• [Part of a data file]:
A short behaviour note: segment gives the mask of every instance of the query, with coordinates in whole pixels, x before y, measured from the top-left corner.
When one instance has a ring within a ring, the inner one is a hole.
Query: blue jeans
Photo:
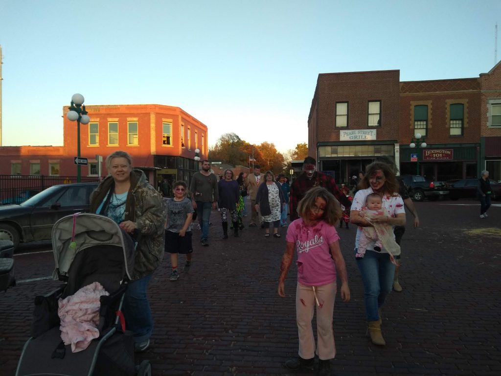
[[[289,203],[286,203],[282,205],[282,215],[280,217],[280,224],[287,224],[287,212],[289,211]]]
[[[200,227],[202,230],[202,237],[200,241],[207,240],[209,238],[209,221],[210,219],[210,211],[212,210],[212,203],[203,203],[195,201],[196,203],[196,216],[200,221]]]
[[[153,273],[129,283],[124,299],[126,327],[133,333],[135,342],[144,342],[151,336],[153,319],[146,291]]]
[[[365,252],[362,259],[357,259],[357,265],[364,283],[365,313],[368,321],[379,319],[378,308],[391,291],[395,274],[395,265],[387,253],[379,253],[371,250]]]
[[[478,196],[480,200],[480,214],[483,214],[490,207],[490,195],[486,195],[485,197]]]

---

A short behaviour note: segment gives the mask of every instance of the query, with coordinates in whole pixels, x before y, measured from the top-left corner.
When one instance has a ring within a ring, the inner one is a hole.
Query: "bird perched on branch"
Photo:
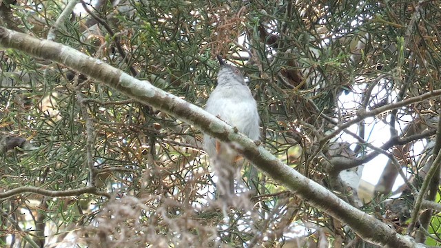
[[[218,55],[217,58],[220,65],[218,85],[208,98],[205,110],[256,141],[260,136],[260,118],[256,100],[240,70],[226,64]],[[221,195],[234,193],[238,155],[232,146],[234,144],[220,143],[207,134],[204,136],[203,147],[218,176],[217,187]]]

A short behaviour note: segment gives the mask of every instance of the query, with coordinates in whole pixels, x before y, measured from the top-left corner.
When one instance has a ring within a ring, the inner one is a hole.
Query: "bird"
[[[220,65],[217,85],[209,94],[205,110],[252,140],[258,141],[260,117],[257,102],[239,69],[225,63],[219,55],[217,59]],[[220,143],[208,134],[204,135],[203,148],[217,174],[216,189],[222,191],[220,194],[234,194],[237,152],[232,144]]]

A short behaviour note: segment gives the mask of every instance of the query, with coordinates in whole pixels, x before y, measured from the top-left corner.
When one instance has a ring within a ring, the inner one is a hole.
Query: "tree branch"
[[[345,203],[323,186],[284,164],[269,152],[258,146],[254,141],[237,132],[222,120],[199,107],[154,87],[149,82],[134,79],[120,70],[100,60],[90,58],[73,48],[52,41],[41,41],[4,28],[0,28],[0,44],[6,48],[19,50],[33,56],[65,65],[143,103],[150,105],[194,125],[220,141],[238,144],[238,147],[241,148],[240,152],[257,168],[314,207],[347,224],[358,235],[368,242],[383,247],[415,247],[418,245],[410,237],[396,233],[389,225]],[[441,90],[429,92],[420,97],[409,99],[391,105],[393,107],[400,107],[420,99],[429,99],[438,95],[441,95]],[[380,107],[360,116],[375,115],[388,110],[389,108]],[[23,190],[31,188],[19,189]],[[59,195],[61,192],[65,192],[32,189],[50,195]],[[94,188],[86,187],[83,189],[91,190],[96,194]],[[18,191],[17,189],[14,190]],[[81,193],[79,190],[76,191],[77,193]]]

• [YOUR GOAL]: Pull out every line of the items above that contains the word "branch", and copy each one in full.

• [ANSWER TO THIS EXERCISE]:
Query: "bird perched on branch"
Query: "tree branch"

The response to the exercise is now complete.